### WHAT THE EXERCISE ASKS
Leaving out the pictures, retype all the material exactly.

:: INFORMATION GIVEN

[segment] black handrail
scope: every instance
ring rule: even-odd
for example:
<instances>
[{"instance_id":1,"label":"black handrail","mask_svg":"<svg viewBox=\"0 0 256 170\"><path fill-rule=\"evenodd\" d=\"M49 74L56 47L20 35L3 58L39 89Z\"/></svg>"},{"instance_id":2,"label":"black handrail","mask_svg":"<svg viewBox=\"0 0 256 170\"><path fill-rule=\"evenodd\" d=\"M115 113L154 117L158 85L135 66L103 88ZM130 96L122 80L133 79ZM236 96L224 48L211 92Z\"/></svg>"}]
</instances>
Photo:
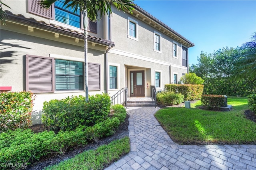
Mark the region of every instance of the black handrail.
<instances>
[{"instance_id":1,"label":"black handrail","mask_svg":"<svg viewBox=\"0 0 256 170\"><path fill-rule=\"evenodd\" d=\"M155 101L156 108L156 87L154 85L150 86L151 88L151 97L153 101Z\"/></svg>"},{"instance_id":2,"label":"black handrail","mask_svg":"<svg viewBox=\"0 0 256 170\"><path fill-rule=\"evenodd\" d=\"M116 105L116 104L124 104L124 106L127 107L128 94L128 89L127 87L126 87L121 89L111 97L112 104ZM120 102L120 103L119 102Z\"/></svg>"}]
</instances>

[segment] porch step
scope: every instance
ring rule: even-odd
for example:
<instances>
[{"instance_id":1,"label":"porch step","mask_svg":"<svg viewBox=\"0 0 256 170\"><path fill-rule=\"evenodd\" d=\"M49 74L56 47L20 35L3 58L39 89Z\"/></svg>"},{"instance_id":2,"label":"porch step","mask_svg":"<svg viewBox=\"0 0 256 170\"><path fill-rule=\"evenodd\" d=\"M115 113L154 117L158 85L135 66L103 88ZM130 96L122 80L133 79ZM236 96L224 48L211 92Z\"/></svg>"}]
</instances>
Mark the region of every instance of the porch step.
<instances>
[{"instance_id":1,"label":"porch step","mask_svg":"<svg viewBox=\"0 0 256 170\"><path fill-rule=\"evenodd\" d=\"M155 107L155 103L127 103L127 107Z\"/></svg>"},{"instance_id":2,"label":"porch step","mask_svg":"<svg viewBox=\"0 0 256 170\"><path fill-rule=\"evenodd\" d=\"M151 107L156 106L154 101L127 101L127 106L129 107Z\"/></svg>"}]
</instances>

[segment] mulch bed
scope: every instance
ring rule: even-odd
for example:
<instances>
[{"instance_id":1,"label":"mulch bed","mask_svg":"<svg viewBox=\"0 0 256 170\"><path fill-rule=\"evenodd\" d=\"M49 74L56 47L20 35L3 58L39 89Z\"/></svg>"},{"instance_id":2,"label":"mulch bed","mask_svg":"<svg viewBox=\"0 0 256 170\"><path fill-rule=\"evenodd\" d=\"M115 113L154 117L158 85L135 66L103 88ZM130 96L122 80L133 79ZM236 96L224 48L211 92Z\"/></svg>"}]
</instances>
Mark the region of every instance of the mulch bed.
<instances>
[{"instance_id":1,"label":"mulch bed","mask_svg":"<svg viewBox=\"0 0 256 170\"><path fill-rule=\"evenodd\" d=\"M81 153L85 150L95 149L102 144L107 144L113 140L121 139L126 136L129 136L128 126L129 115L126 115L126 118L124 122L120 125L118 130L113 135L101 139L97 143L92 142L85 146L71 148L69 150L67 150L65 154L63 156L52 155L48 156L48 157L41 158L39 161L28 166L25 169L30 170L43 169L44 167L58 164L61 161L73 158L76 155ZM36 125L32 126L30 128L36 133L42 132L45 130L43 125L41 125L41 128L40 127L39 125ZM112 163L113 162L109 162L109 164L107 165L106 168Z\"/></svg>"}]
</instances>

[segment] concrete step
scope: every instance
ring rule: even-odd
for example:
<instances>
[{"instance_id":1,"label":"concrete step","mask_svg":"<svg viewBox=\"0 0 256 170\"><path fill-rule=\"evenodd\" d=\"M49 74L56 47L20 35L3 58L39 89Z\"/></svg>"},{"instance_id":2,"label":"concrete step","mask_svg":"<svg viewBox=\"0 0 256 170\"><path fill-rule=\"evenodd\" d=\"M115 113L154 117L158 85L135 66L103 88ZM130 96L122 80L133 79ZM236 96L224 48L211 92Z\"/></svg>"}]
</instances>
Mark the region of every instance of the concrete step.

::::

### THE COMPLETED TASK
[segment] black handrail
scope: every instance
ring rule: even-odd
for example:
<instances>
[{"instance_id":1,"label":"black handrail","mask_svg":"<svg viewBox=\"0 0 256 170\"><path fill-rule=\"evenodd\" d=\"M49 74L56 47L20 35L3 58L39 89Z\"/></svg>"},{"instance_id":2,"label":"black handrail","mask_svg":"<svg viewBox=\"0 0 256 170\"><path fill-rule=\"evenodd\" d=\"M115 113L154 117L158 85L135 66L103 88ZM130 96L122 80L133 79ZM236 96L224 48L211 92Z\"/></svg>"}]
</instances>
Photo:
Mark the region of every instance of the black handrail.
<instances>
[{"instance_id":1,"label":"black handrail","mask_svg":"<svg viewBox=\"0 0 256 170\"><path fill-rule=\"evenodd\" d=\"M155 101L156 108L156 87L154 85L150 86L151 88L151 97L153 101Z\"/></svg>"},{"instance_id":2,"label":"black handrail","mask_svg":"<svg viewBox=\"0 0 256 170\"><path fill-rule=\"evenodd\" d=\"M116 105L116 104L124 104L124 106L127 107L128 94L128 89L127 87L126 87L121 89L111 97L112 104ZM120 102L120 103L119 102Z\"/></svg>"}]
</instances>

[segment] porch step
scope: every instance
ring rule: even-odd
for example:
<instances>
[{"instance_id":1,"label":"porch step","mask_svg":"<svg viewBox=\"0 0 256 170\"><path fill-rule=\"evenodd\" d=\"M49 74L56 47L20 35L3 58L39 89Z\"/></svg>"},{"instance_id":2,"label":"porch step","mask_svg":"<svg viewBox=\"0 0 256 170\"><path fill-rule=\"evenodd\" d=\"M115 113L154 117L158 85L135 66L103 88ZM130 96L122 80L133 79ZM236 96L224 48L211 92Z\"/></svg>"}]
</instances>
Mark the region of every instance of the porch step.
<instances>
[{"instance_id":1,"label":"porch step","mask_svg":"<svg viewBox=\"0 0 256 170\"><path fill-rule=\"evenodd\" d=\"M155 107L155 103L127 103L127 107Z\"/></svg>"},{"instance_id":2,"label":"porch step","mask_svg":"<svg viewBox=\"0 0 256 170\"><path fill-rule=\"evenodd\" d=\"M151 107L156 106L154 101L127 101L127 106L129 107Z\"/></svg>"}]
</instances>

[segment] mulch bed
scope: every instance
ring rule: even-odd
for example:
<instances>
[{"instance_id":1,"label":"mulch bed","mask_svg":"<svg viewBox=\"0 0 256 170\"><path fill-rule=\"evenodd\" d=\"M49 74L56 47L20 35L3 58L39 89Z\"/></svg>"},{"instance_id":2,"label":"mulch bed","mask_svg":"<svg viewBox=\"0 0 256 170\"><path fill-rule=\"evenodd\" d=\"M115 113L154 117L158 85L135 66L103 88ZM130 96L122 80L133 79ZM236 96L224 48L211 92Z\"/></svg>"}]
</instances>
Mark the region of every instance of the mulch bed.
<instances>
[{"instance_id":1,"label":"mulch bed","mask_svg":"<svg viewBox=\"0 0 256 170\"><path fill-rule=\"evenodd\" d=\"M81 153L85 150L95 149L102 144L107 144L113 140L121 139L126 136L129 136L128 126L129 115L126 115L126 118L124 122L120 125L118 130L113 135L101 139L97 143L92 142L85 146L71 148L69 150L67 150L65 154L63 156L52 155L48 156L48 157L41 158L39 161L28 166L25 169L30 170L43 169L44 167L58 164L61 161L73 158L76 155ZM36 125L32 126L30 128L36 133L42 132L45 130L43 125L41 125L41 128L40 127L39 125ZM112 163L113 162L109 162L109 164L107 165L106 168Z\"/></svg>"}]
</instances>

[segment] concrete step
scope: every instance
ring rule: even-odd
for example:
<instances>
[{"instance_id":1,"label":"concrete step","mask_svg":"<svg viewBox=\"0 0 256 170\"><path fill-rule=\"evenodd\" d=\"M49 74L56 47L20 35L3 58L39 89Z\"/></svg>"},{"instance_id":2,"label":"concrete step","mask_svg":"<svg viewBox=\"0 0 256 170\"><path fill-rule=\"evenodd\" d=\"M115 113L154 117L158 85L135 66L103 88ZM130 96L122 80L133 79ZM236 96L224 48L211 92Z\"/></svg>"}]
</instances>
Mark the region of every instance of the concrete step.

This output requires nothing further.